INSTRUCTIONS FOR THE TASK:
Restate verbatim the span of lines below between the line with "target | blue jeans" and the line with "target | hiking boot", including those two lines, and only that span.

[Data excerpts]
----------
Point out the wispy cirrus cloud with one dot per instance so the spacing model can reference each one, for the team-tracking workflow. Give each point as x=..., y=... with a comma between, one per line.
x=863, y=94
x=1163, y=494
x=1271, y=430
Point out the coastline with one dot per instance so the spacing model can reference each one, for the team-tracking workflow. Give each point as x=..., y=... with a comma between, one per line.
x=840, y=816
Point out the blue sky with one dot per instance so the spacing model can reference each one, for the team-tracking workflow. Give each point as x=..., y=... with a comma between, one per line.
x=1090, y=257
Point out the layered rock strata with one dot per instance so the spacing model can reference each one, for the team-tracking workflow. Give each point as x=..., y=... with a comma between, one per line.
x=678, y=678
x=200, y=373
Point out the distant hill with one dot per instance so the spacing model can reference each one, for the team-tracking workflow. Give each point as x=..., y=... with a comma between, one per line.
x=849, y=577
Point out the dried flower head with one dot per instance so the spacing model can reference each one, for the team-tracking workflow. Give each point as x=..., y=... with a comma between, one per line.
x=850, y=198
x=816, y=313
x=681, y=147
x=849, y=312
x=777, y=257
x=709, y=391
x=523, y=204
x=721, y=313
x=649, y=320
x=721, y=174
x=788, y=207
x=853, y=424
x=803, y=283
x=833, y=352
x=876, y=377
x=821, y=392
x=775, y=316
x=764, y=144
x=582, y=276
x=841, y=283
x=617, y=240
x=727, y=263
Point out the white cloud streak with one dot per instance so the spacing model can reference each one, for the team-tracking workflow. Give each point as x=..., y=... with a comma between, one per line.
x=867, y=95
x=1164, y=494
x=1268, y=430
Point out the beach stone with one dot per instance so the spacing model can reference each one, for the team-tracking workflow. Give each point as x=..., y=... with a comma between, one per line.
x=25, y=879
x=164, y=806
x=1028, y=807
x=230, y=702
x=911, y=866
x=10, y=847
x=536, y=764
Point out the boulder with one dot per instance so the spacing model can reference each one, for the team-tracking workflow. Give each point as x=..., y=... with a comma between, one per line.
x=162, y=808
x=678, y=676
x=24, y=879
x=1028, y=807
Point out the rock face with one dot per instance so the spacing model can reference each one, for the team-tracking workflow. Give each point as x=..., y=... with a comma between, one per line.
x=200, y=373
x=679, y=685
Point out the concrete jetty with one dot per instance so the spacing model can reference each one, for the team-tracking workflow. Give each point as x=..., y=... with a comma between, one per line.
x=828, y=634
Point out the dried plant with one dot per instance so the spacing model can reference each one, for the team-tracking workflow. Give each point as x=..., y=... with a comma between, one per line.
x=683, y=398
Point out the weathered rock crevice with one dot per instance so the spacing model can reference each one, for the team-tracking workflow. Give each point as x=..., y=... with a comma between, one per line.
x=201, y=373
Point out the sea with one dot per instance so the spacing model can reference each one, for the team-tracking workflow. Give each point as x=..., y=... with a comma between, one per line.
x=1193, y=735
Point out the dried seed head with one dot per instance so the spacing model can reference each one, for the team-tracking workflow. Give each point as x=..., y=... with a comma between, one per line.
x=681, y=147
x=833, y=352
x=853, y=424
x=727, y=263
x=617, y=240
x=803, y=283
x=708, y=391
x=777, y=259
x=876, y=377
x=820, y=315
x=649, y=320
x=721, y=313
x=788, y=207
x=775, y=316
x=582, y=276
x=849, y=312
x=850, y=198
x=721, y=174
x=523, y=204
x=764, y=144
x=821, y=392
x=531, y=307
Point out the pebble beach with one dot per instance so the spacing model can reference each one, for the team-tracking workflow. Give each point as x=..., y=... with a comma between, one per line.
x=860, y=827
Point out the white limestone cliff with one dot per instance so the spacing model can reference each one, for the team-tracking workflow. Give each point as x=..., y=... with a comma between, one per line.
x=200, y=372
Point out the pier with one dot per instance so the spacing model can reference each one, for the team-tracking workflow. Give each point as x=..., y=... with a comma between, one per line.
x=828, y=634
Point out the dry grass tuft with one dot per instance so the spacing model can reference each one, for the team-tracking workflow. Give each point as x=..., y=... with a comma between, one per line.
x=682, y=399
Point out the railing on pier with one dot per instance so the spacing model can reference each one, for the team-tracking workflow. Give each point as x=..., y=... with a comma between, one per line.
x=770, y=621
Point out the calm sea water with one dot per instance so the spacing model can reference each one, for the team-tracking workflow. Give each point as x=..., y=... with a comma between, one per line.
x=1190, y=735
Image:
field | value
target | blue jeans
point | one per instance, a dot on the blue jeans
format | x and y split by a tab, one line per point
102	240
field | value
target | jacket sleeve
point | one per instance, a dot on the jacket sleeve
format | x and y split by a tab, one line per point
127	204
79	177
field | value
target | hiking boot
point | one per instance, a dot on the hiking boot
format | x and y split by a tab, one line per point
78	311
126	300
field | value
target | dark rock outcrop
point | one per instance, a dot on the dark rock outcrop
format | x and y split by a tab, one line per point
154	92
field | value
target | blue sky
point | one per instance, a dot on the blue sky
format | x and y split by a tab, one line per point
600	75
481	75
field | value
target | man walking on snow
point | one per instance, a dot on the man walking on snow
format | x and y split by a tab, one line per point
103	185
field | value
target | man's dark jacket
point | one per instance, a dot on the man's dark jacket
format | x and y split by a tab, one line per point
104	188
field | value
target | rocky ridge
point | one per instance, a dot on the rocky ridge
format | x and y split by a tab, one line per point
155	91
----------
FINISHED TASK:
target | blue jeans
point | one per instance, a dot on the blue jeans
format | x and y split by a tab, one line per point
102	240
field | value
target | jacket sleeve
point | one per instance, a dot on the jacket sleeve
format | x and y split by a tab, one line per point
127	204
79	177
field | value
target | hiking boot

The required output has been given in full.